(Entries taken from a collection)

• • •

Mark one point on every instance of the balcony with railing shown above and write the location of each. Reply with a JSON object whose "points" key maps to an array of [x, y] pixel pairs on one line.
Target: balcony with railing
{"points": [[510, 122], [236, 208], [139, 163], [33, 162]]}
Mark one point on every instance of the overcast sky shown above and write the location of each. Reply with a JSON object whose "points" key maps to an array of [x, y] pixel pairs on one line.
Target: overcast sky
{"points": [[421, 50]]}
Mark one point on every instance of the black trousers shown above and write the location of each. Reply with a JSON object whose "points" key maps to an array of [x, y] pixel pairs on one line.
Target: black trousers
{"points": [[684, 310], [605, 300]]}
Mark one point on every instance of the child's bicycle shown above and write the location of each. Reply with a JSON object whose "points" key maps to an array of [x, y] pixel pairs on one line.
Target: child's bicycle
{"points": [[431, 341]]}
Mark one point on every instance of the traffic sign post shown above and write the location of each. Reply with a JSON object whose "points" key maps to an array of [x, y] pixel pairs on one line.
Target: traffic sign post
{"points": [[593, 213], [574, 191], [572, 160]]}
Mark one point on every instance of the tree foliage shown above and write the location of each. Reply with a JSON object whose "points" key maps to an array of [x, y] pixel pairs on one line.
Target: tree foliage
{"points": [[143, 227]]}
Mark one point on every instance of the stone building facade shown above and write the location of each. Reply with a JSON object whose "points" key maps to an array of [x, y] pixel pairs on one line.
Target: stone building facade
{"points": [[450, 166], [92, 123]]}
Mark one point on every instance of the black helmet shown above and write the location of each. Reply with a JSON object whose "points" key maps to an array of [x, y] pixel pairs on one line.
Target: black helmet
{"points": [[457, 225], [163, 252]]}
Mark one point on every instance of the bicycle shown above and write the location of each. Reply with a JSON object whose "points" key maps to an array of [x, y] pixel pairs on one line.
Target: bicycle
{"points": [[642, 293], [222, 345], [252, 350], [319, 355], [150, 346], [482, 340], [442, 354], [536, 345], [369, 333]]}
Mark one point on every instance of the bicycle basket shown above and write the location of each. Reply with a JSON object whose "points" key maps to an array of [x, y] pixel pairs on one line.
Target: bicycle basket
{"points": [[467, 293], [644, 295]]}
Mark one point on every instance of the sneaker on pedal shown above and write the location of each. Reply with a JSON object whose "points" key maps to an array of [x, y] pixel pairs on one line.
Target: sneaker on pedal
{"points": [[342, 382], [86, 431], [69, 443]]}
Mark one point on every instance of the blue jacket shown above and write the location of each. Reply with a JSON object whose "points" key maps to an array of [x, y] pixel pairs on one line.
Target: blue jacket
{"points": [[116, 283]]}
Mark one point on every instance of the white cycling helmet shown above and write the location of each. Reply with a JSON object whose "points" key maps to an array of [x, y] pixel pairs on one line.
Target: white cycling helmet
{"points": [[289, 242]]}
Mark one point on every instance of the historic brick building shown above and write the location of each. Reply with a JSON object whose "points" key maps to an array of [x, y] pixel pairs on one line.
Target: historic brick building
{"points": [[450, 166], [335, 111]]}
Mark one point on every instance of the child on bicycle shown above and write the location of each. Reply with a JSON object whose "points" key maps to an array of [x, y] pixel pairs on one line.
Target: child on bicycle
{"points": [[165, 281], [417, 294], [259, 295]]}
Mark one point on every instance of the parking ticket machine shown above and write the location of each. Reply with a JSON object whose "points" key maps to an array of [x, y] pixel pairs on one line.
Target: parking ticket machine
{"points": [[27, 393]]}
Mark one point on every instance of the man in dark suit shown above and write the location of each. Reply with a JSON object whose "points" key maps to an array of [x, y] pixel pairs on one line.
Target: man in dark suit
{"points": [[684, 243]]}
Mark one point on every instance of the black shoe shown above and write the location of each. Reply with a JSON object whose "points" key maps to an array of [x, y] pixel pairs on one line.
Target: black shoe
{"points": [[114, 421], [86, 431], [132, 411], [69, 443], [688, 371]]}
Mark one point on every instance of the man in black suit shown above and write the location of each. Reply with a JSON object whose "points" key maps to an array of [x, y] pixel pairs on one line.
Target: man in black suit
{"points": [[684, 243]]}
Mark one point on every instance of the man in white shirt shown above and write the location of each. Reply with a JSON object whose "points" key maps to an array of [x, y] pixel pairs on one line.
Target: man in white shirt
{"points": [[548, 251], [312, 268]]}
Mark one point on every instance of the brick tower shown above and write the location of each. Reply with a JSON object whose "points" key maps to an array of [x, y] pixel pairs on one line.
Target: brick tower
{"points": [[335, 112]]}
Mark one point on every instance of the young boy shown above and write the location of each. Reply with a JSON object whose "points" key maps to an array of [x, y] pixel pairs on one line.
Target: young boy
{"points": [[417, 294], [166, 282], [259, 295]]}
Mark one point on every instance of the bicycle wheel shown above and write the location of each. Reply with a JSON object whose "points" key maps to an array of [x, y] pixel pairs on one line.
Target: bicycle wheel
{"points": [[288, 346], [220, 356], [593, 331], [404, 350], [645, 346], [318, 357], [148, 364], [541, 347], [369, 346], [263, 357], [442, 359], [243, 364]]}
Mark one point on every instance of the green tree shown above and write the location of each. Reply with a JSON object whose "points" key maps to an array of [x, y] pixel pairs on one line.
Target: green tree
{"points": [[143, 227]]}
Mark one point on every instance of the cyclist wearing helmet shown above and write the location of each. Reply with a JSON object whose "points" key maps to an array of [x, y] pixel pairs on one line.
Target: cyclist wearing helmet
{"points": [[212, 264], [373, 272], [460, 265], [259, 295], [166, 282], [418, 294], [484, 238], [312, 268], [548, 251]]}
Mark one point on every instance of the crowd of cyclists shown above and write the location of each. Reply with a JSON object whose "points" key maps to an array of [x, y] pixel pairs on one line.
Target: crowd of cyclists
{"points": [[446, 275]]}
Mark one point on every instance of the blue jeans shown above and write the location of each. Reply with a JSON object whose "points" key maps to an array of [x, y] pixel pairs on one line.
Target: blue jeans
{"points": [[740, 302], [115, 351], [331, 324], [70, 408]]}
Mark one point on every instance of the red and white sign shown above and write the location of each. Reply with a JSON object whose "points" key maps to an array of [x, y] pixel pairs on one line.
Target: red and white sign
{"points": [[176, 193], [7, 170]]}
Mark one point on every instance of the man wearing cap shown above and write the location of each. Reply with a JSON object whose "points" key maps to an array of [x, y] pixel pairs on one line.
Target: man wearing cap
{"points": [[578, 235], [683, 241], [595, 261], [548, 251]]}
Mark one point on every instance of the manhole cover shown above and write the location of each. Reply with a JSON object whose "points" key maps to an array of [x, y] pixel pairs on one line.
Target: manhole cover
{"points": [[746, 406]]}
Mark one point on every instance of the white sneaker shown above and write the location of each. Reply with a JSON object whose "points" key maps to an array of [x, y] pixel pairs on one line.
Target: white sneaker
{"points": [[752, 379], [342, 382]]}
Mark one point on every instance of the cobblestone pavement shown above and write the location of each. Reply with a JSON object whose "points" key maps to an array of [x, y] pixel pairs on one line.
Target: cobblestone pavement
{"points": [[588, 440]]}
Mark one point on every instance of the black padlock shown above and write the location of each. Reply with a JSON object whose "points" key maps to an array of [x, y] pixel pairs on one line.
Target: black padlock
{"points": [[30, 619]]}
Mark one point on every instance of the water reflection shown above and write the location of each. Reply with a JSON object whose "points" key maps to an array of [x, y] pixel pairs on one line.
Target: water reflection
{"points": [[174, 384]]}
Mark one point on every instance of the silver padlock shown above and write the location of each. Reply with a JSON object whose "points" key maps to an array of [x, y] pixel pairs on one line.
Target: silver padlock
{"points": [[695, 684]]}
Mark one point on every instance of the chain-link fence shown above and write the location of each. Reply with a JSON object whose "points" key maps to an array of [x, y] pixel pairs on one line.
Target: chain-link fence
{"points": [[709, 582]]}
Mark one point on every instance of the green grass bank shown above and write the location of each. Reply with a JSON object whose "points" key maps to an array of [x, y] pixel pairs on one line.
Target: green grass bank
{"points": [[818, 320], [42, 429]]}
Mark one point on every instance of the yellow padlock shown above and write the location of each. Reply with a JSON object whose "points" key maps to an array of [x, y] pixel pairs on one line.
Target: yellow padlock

• • •

» **EXERCISE DIRECTIONS**
Could you print the lines above, exactly as written, from the line containing "Target: chain-link fence" through the final one?

» **OUTPUT OF THE EXERCISE**
Target: chain-link fence
{"points": [[709, 582]]}
Mark one point on every instance of the green grass bank shown above and write the location of each. Reply with a JSON object whose "points" key maps to an array of [x, y] pixel pairs on one line.
Target: green grass bank
{"points": [[818, 320], [42, 429]]}
Mark one point on every instance of the yellow padlock shown above and write the location of each. Reply with a JSON object whose "points" key maps to an array of [x, y] pixel pairs on one line.
Target: yellow padlock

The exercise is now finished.